══ PASAJE CITADO

Tribuna

Francisco núñez roldán

Historiador

Nacer y morir: el sentido de la vida

Durante la II Guerra, la sociedad europea experimentó el Mal y la inhumanidad que lo encarna en toda su crueldad: el Holocausto, el odio ideológico, el dolor físico y moral, la culpa...

Nacer y morir: el sentido de la vida Nacer y morir: el sentido de la vida

Nacer y morir: el sentido de la vida / rosell

Fue J. A. Ollero quien descubrió en los primeros procesos inquisitoriales del siglo XV la presencia entre los ricos judeoconversos hispalenses de una minoría que se distinguía por seguir una corriente filosófica muy próxima a la que defendían los saduceos: sin negar a Dios, la vida del hombre sobre la tierra se iniciaba y concluía en ella misma, de modo que el alma no era inmortal y de ninguna manera existía una resurrección. Solo había "nacer y morir" según testificaron los procesados en el interrogatorio de los inquisidores. Esta idea que dejaba reducida la relación del hombre con Dios a una mínima expresión, formaba parte de la doctrina que siglos después reformulara Averroes: un escepticismo y un materialismo que ha llegado a nuestros días, desplazando todo sentido trascendente y sobrenatural de la vida humana.

════
══ MATERIAL PROPORCIONADO

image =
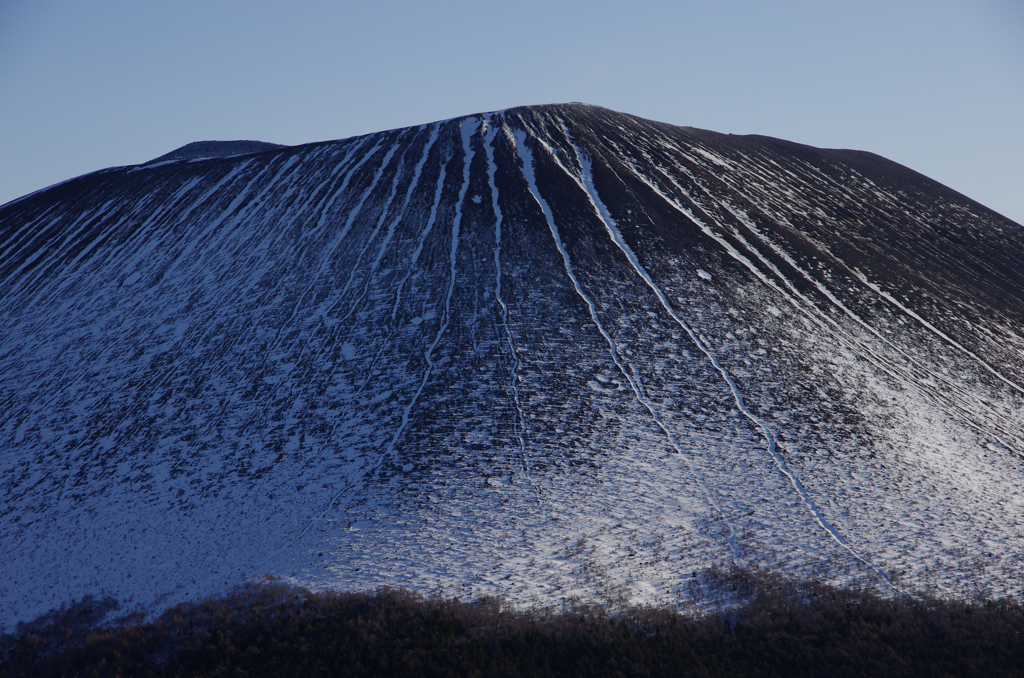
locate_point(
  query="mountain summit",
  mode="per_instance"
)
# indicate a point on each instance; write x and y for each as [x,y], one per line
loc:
[550,352]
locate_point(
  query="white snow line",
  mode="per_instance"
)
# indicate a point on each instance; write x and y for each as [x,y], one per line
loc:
[397,219]
[469,126]
[328,201]
[888,297]
[519,426]
[526,156]
[358,208]
[896,371]
[737,396]
[425,231]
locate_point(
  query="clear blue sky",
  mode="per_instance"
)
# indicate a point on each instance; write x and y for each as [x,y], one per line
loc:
[937,85]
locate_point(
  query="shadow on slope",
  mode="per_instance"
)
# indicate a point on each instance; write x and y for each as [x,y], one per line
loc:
[770,627]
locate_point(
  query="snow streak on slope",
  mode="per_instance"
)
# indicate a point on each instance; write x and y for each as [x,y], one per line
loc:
[527,161]
[519,424]
[587,183]
[552,353]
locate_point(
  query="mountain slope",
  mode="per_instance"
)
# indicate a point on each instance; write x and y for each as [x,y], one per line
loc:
[547,352]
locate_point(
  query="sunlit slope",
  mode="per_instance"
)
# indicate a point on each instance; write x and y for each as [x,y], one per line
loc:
[548,352]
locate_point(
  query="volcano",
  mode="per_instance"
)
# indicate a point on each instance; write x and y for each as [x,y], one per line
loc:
[552,353]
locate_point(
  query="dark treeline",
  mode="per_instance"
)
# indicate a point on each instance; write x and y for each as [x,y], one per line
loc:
[775,628]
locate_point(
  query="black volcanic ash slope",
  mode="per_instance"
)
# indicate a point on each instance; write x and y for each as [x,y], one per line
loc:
[549,352]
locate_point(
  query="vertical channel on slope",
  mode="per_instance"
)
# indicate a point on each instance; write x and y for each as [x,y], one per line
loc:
[587,183]
[519,426]
[424,232]
[526,156]
[469,126]
[394,222]
[820,319]
[431,220]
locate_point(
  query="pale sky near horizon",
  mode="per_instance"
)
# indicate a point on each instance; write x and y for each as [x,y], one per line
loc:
[936,85]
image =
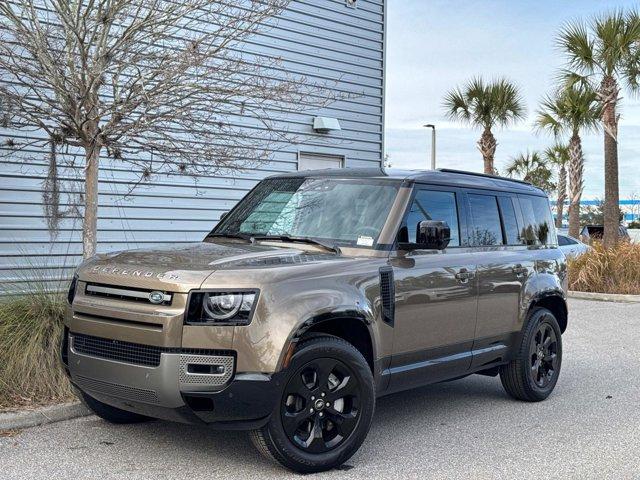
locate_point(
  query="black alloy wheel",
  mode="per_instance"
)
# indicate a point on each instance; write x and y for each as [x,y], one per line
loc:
[325,410]
[544,356]
[320,407]
[533,372]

════

QUÉ HACER:
Redacta la continuación del artículo sobre nacer y morir y el sentido de la vida a partir de su última oración. Para esta tarea no se necesitan los datos.

RESPUESTA DEL EJERCICIO:
A pesar de conocer el trágico fin que les aguardaba; a pesar de su escasa firmeza tanto en la fe que dejaron atrás como en la nueva a la que se vieron forzados, insistieron en que todo se reducía a nacer y morir. De alguna manera respondían a la primitiva pregunta del hombre acerca del sentido de la vida, cuando se presiente y se enfatiza que más allá de ésta solo está la Nada ¿Quién, ignorante o sabio, no se lo ha preguntado alguna vez? Sin embargo, aquella respuesta es insatisfactoria. Algo se nos escapa y nos impide resolver el enigma. Y tal vez nunca lo descifraremos.

Al extenderse por el occidente cristiano, aquella idea parecía en sí misma trivial e inocua. Sin embargo, desveló toda su fuerza y su influencia a raíz de la silenciosa y lenta muerte de las religiones desde la Ilustración, cuando el hombre se rebeló, aspiró y tomó conciencia de su autonomía para sustituir y destronar a un Dios en cuyo nombre tanta sangre había sido derramada; o a quien interpelaban sin respuesta ante las catástrofes o los desastres naturales. Un Dios que callaba ante la angustia del hombre.

Y lo siguió haciendo. Durante la II Guerra, la sociedad europea experimentó el Mal y la inhumanidad que lo encarna en toda su crueldad: el Holocausto como la transformación planificada del hombre en no-hombre, en expresión de Primo Levi; el odio ideológico, el dolor físico y moral, la culpa y la indiferencia, la aniquilación de la inocencia y la banalidad del mal. Tras ellas vendrían la duda y el vacío existencial ante lo inexplicable, la crisis de las iglesias y de la fe, un nuevo paganismo como adelantó Ratzinger a los pocos meses de ordenarse sacerdote. La vida es absurda clamaba, por su parte, Camus en El mito de Sísifo antes de que la guerra concluyera. Solo había nacer y morir. La idea renacía y los hombres apostaron toda su fe a ella y al materialismo que la acompañaba.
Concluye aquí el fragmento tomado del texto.